• What needs to be done: Repeat all of the records verbatim.

#### Data shown

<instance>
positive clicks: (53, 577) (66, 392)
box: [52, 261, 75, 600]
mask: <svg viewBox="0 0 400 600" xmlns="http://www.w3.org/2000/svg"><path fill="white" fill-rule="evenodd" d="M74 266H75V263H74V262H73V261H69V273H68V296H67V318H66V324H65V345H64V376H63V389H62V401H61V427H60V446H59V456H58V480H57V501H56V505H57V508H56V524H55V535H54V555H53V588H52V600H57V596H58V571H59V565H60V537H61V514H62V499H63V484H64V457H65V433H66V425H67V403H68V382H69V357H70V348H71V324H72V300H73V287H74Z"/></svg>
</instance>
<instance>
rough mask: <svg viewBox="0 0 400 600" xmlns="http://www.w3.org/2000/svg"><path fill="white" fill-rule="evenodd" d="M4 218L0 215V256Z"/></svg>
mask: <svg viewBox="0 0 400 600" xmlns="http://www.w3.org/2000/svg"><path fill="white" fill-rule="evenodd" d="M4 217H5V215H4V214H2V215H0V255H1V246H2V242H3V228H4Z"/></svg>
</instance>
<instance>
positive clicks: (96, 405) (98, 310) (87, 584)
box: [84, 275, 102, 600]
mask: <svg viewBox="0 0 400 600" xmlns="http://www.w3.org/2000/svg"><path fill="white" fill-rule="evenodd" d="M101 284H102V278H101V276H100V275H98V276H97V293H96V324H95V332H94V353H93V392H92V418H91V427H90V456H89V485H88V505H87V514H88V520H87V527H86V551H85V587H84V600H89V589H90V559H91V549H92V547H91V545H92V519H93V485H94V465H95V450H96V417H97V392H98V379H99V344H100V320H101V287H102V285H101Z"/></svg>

########

• Written reply:
<instance>
positive clicks: (53, 577) (66, 392)
box: [52, 261, 75, 600]
mask: <svg viewBox="0 0 400 600" xmlns="http://www.w3.org/2000/svg"><path fill="white" fill-rule="evenodd" d="M74 266H75V263H74V262H73V261H69V273H68V296H67V318H66V324H65V345H64V376H63V389H62V401H61V427H60V446H59V456H58V480H57V501H56V505H57V508H56V524H55V535H54V555H53V588H52V600H57V596H58V571H59V565H60V537H61V514H62V499H63V484H64V457H65V433H66V425H67V403H68V382H69V357H70V348H71V324H72V300H73V287H74Z"/></svg>
</instance>
<instance>
rough mask: <svg viewBox="0 0 400 600" xmlns="http://www.w3.org/2000/svg"><path fill="white" fill-rule="evenodd" d="M4 218L0 215V256Z"/></svg>
mask: <svg viewBox="0 0 400 600" xmlns="http://www.w3.org/2000/svg"><path fill="white" fill-rule="evenodd" d="M4 217H5V215H4V214H2V215H0V255H1V246H2V242H3V228H4Z"/></svg>
</instance>
<instance>
positive clicks: (96, 405) (98, 310) (87, 584)
box: [84, 275, 102, 600]
mask: <svg viewBox="0 0 400 600" xmlns="http://www.w3.org/2000/svg"><path fill="white" fill-rule="evenodd" d="M101 284H102V278H101V276H100V275H98V276H97V293H96V324H95V332H94V353H93V392H92V418H91V427H90V456H89V485H88V505H87V514H88V520H87V527H86V551H85V587H84V600H89V589H90V559H91V549H92V547H91V545H92V519H93V485H94V465H95V450H96V417H97V392H98V379H99V344H100V320H101V287H102V285H101Z"/></svg>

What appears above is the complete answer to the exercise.